(Items listed in a dataset)
= = = =

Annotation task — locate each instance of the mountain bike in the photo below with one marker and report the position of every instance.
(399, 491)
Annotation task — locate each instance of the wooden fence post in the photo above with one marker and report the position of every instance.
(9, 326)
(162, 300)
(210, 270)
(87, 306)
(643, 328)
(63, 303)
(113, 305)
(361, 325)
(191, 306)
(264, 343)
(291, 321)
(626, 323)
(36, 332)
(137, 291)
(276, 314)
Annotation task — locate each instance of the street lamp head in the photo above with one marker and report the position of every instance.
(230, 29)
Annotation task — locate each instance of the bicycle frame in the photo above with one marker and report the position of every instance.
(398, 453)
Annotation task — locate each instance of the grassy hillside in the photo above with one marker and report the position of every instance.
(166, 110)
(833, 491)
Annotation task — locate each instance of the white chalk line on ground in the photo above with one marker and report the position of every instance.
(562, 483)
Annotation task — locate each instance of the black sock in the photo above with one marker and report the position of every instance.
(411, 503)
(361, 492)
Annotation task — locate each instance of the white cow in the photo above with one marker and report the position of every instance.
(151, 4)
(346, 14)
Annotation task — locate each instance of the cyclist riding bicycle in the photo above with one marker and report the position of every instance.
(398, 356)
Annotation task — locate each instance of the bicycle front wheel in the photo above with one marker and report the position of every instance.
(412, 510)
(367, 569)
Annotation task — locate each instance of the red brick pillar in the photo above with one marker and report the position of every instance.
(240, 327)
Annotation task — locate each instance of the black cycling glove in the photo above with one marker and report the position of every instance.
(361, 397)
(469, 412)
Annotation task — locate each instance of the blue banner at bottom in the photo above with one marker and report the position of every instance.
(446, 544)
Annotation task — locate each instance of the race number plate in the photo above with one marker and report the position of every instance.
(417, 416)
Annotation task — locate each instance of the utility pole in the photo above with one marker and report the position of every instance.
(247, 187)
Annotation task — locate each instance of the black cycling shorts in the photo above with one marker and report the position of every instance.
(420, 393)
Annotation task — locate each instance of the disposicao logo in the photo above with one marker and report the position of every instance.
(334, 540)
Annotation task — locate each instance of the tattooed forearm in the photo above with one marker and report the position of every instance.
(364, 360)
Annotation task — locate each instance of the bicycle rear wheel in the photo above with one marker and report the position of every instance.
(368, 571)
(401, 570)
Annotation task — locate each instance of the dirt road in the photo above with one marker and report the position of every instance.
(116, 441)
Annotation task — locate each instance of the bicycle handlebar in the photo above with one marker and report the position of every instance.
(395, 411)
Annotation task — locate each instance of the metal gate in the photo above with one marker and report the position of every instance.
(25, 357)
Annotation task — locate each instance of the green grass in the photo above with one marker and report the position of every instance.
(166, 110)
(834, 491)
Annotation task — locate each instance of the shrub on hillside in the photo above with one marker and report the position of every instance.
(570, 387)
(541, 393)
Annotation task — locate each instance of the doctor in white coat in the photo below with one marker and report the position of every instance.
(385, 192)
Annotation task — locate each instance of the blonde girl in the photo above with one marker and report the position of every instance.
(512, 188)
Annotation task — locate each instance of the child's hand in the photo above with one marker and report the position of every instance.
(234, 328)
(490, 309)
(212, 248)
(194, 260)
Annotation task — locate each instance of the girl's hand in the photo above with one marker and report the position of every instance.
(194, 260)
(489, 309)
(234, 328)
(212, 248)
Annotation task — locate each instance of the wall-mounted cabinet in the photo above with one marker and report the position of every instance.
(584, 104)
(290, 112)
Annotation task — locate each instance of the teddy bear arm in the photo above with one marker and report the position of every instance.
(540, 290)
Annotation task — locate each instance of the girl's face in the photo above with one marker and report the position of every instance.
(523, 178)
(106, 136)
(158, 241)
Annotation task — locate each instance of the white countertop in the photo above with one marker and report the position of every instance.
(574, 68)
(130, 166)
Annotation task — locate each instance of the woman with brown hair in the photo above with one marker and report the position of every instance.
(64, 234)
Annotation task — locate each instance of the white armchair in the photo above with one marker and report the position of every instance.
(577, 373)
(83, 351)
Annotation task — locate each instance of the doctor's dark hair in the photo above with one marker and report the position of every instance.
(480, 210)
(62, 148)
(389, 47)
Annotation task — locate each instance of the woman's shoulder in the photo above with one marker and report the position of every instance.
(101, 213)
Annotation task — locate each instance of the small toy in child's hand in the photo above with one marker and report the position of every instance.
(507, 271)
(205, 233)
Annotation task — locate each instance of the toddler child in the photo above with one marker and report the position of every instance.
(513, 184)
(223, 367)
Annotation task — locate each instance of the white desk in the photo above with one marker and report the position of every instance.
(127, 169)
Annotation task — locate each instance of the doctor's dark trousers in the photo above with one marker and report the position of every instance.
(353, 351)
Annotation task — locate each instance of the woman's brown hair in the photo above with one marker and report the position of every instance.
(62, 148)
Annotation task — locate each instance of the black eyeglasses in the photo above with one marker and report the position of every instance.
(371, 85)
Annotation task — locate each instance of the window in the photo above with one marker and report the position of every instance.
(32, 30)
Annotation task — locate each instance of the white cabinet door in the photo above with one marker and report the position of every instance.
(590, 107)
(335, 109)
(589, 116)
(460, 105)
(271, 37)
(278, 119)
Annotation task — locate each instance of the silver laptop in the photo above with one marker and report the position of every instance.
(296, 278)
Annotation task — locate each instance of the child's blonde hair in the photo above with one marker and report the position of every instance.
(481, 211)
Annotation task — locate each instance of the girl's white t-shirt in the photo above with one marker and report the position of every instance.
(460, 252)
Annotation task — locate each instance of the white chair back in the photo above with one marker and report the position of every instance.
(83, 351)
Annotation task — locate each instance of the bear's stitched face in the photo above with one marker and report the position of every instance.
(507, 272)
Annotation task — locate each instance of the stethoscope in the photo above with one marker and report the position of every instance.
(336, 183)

= = = =

- _EXERCISE_:
All entries shown above should be printed again exactly.

- _EXERCISE OUTPUT_:
Annotation task — locate each instance of the mountain bike in the photo below with one marker and report the position of every instance.
(399, 491)
Annotation task — locate each instance of the wooden fence post in the photo above with one marker and report the position of every instance.
(9, 326)
(162, 300)
(210, 270)
(87, 306)
(643, 328)
(63, 303)
(113, 305)
(361, 325)
(191, 306)
(264, 343)
(291, 321)
(626, 323)
(36, 332)
(137, 291)
(276, 314)
Annotation task — locate each instance of the street lamp head in the photo above with one marker and report the position of every instance.
(230, 29)
Annotation task — locate each instance of the bicycle frame in the photo above with one marker and report the position of every instance.
(398, 453)
Annotation task — locate each instance of the grassy hillside in the photo above with one marker and report the position of every instance.
(166, 110)
(833, 491)
Annotation task — locate each instance of the white chalk line on ground in the photo above with one marker and report the position of every instance.
(562, 483)
Annotation task — locate each instance of the black sock in the photo above with one marker and report the position of every instance.
(411, 503)
(361, 492)
Annotation task — locate each instance of the white cow in the photo above with one marker and report the position of every instance.
(151, 4)
(346, 14)
Annotation task — locate each instance of the cyclist riding bicycle in the photo above with one marker and report the position of every instance.
(398, 356)
Annotation task — locate each instance of the bicycle front wheel in the photo above with one marker and report the position of every instance.
(412, 510)
(367, 569)
Annotation task — locate each instance of the red brick pillar in the photo above with one marker and report the position of every instance.
(240, 327)
Annotation task — locate each instance of the black cycling glove in the photo above with one marker and report the position of every instance.
(361, 397)
(469, 412)
Annotation task — locate each instance of the blue banner at bottom in the photo above with one marker and report the position of every instance.
(446, 544)
Annotation task — locate each instance of the race number plate in the photo above with one marker and report the position of every instance.
(417, 416)
Annotation task — locate each instance of the utility pole in the photo above with one marker and report the position of every instance.
(247, 187)
Annotation task — locate each instance of the black cycling shorts in the photo above with one marker and report the position of every instance.
(420, 393)
Annotation task — locate each instance of the disposicao logo in the photo above with one marker and report the position of every instance.
(334, 540)
Annotation task — locate each instance of the tattooed forearm in the photo above with one marker and report the position of every instance.
(364, 360)
Annotation task — locate each instance of the bicycle rear wheel in the photo above with one marker and report the position of every instance.
(368, 571)
(401, 570)
Annotation task — locate each instance of the dirt road in the photo above with one marker and report the position of every instance.
(116, 441)
Annotation task — locate each instance of the bicycle handlebar in the photo above with one marker and report the position of every instance.
(395, 411)
Annotation task — locate each instance of the metal gate in the photo above with one marker and report the position of every instance.
(25, 357)
Annotation task — locate each instance of the green grass in the photo above with one marker and report the position of every instance.
(166, 110)
(834, 491)
Annotation task — locate each instance of the shrub on hillside in the photo above with one marker and report the position of every instance.
(570, 387)
(541, 393)
Annotation task — locate each instance of the doctor in white coat in the photo below with one marker and report the position of every instance.
(385, 192)
Annotation task — locate each instance of the blonde girl in the photo above with one marker and report the position of every instance.
(512, 188)
Annotation task — locate each instance of the child's hand in the photo above with one marker and report the position of every instance.
(234, 328)
(490, 309)
(212, 248)
(194, 260)
Annotation task — locate each instance of the girl's hand in the photo above with one marker and report the position of every instance.
(194, 260)
(489, 309)
(234, 328)
(212, 248)
Annotation task — locate each instance of the wall-mounted cabinet in the photo above with one marker and report the position of every instance.
(584, 104)
(290, 112)
Annotation task — locate each instance of the teddy bear arm in the photo above with one marker and report the position of every instance.
(540, 290)
Annotation task — locate each instance of the girl's face in the photo above with one marker and report the position of every instance.
(523, 178)
(106, 136)
(158, 241)
Annotation task — locate each instance of the white countertop in the photo above with one marker and report the position of every instance.
(574, 68)
(130, 166)
Annotation task — locate each instance of the woman with brown hair in the photo above with one marker and report the position of every instance.
(64, 234)
Annotation task — locate each instance of the white armchair in the photo above with one marker and report the position of every instance.
(577, 373)
(83, 351)
Annotation task — locate each instance of the doctor's dark hair in the photo above with one marker and report the position of every instance.
(480, 210)
(62, 148)
(389, 47)
Annotation task — locate each instance of the woman's shoulder in the photo above with one marker and report the position of every instance.
(101, 213)
Annotation task — locate each instance of the small toy in child's hand in the photo above with one marker and report the position of every instance.
(507, 271)
(205, 233)
Annotation task — locate each instance of the toddler child in the photo above with one marker and report the position of every instance.
(513, 184)
(223, 367)
Annotation task — locate each instance of the white desk in the photo above with one marker and report the position of every instance.
(127, 169)
Annotation task — locate each instance of the doctor's dark trousers in the photo above with one marker and report the position of every instance.
(353, 351)
Annotation task — locate each instance of the woman's brown hair in the photo above with one marker and report the position of every instance.
(62, 148)
Annotation task — locate each instance of the black eyeglasses in the photo above with one marker and report the position of every instance.
(371, 85)
Annotation task — locate each instance of the window in the photo above with one marker and report the position of every instance.
(32, 30)
Annotation task — locate each instance of the white cabinet door in the photo above with one marker and report the position of every instance.
(590, 107)
(335, 109)
(589, 116)
(460, 105)
(271, 37)
(278, 119)
Annotation task — locate each instance of the silver laptop in the photo above with one marker and report the position of every instance.
(296, 278)
Annotation task — locate each instance of the child's blonde hair in the photo above with one marker and report the position of every instance.
(481, 211)
Annotation task — locate each instance of the girl's white t-shirt in the photo above with one marker and report the position of every instance.
(460, 252)
Annotation task — locate each instance of the white chair back in the photo above with one marker and report the position of every instance.
(83, 351)
Annotation task — locate each instance of the bear's stitched face in the photo above with one marker and report the position of every instance.
(507, 272)
Annotation task — locate each instance of the stethoscope in the photo above with one marker and report the position of every instance.
(336, 183)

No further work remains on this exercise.